▶ **Aim of the exercise**: Give the data again in its entirety, exactly as provided.

Saved entries:
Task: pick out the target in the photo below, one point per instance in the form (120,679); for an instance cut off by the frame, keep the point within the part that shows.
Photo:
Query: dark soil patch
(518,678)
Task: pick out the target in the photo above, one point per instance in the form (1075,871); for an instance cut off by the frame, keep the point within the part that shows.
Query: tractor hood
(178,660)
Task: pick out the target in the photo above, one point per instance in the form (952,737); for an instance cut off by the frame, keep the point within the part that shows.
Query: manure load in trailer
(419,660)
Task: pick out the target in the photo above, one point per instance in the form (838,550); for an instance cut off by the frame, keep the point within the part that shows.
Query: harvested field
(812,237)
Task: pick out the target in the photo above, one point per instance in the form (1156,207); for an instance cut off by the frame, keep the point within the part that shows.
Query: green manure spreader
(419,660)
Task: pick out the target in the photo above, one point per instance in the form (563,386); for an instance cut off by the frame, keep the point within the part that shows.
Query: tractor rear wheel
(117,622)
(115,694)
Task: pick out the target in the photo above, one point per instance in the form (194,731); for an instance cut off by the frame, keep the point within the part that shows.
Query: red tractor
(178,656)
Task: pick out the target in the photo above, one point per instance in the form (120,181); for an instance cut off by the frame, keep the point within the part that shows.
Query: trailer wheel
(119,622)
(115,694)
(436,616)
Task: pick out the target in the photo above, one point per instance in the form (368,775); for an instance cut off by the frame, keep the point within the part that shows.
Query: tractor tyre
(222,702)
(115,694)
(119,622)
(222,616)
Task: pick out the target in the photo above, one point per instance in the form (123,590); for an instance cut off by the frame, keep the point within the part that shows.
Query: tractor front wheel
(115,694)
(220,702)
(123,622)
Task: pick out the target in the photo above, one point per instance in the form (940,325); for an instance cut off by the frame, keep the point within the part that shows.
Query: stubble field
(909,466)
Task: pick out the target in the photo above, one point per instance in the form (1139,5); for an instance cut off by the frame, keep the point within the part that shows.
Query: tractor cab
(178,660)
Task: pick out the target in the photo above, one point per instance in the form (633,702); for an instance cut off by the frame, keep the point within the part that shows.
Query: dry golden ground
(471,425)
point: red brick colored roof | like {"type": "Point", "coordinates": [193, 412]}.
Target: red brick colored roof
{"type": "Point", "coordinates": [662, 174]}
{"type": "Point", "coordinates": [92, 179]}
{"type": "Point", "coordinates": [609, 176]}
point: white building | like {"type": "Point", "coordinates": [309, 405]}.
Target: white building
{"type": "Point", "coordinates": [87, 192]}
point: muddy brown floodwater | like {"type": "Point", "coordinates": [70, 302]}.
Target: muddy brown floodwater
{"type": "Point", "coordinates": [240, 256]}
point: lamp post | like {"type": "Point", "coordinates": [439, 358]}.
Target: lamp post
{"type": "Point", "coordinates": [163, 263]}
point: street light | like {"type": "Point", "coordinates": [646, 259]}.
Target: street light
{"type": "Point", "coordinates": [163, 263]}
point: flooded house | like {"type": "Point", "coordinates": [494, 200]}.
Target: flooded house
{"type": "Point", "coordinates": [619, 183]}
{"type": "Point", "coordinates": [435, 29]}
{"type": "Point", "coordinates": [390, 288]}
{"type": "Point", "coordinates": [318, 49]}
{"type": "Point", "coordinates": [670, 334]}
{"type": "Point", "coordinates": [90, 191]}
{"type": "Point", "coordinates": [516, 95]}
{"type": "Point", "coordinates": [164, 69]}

▶ **Answer space**:
Task: pick out the target in the photo below, one point per instance in the form (120,679); for an instance cut off by the frame, keep the point within the part that shows.
Photo:
Query: dark soil patch
(518,678)
Task: pick out the target in the photo above, one point per instance in the form (1075,871); for an instance cut off by the frame, keep the point within the part that shows.
Query: tractor hood
(178,660)
Task: pick out the target in the photo above, one point per instance in the form (952,737); for an instance cut off by the frame, keep the point within the part that shows.
Query: manure load in trailer
(419,660)
Task: pick out the target in the photo above, one point per instance in the form (838,550); for an instance cut off by the frame, keep the point within the part that shows.
Query: harvested field
(812,237)
Task: pick out the target in the photo above, one point per instance in the form (1156,207); for an instance cut off by the frame, keep the point within the part that shows.
Query: green manure spreader
(419,660)
Task: pick out the target in the photo above, one point per instance in the form (563,386); for an instance cut off by the frame, keep the point within the part that shows.
Query: tractor rear wheel
(117,622)
(115,694)
Task: pick out the target in the photo above, one point per instance in the form (194,731); for an instance cut off by the frame, keep the point within the part that shows.
Query: red tractor
(178,656)
Task: pick out the target in the photo above, one point per instance in the form (120,181); for an instance cut off by the frame, keep the point within the part that shows.
Query: trailer wheel
(119,622)
(115,694)
(436,616)
Task: pick out the target in the photo above, one point per instance in the form (368,775); for an instance cut off by the frame, keep the point within the part that shows.
Query: tractor tyre
(222,702)
(115,694)
(119,622)
(222,616)
Task: pick out the target in the photo above, one point per instance in the form (123,590); for an instance cut off by the frame, keep the point within the part that shows.
Query: tractor front wheel
(115,694)
(220,702)
(123,622)
Task: pick out the target in the photo above, one point per instance in the form (940,325); for an instance cut off by the frame, keep the point within the part that shows.
Query: stubble field
(909,466)
Task: pick out the target in the photo above, one point per instance in the form (1139,5); for an instance cut off by the frame, keep the point within the part that shows.
Query: tractor cab
(178,660)
Task: pick out the target in the photo above, one point per instance in the form (633,702); for an instance cut off by the frame, keep the point within the part that shows.
Query: dry golden ground
(471,425)
point: red brick colored roof | like {"type": "Point", "coordinates": [193, 412]}.
Target: red brick colored roof
{"type": "Point", "coordinates": [662, 174]}
{"type": "Point", "coordinates": [92, 179]}
{"type": "Point", "coordinates": [609, 176]}
point: white building | like {"type": "Point", "coordinates": [309, 405]}.
Target: white building
{"type": "Point", "coordinates": [87, 192]}
point: muddy brown floodwater | like {"type": "Point", "coordinates": [70, 302]}.
Target: muddy brown floodwater
{"type": "Point", "coordinates": [240, 256]}
point: lamp post | like {"type": "Point", "coordinates": [439, 358]}.
Target: lamp post
{"type": "Point", "coordinates": [163, 263]}
point: street light | like {"type": "Point", "coordinates": [646, 259]}.
Target: street light
{"type": "Point", "coordinates": [163, 263]}
point: flooded house | like {"type": "Point", "coordinates": [494, 200]}.
Target: flooded house
{"type": "Point", "coordinates": [619, 183]}
{"type": "Point", "coordinates": [435, 29]}
{"type": "Point", "coordinates": [390, 288]}
{"type": "Point", "coordinates": [318, 49]}
{"type": "Point", "coordinates": [670, 334]}
{"type": "Point", "coordinates": [90, 191]}
{"type": "Point", "coordinates": [516, 95]}
{"type": "Point", "coordinates": [164, 69]}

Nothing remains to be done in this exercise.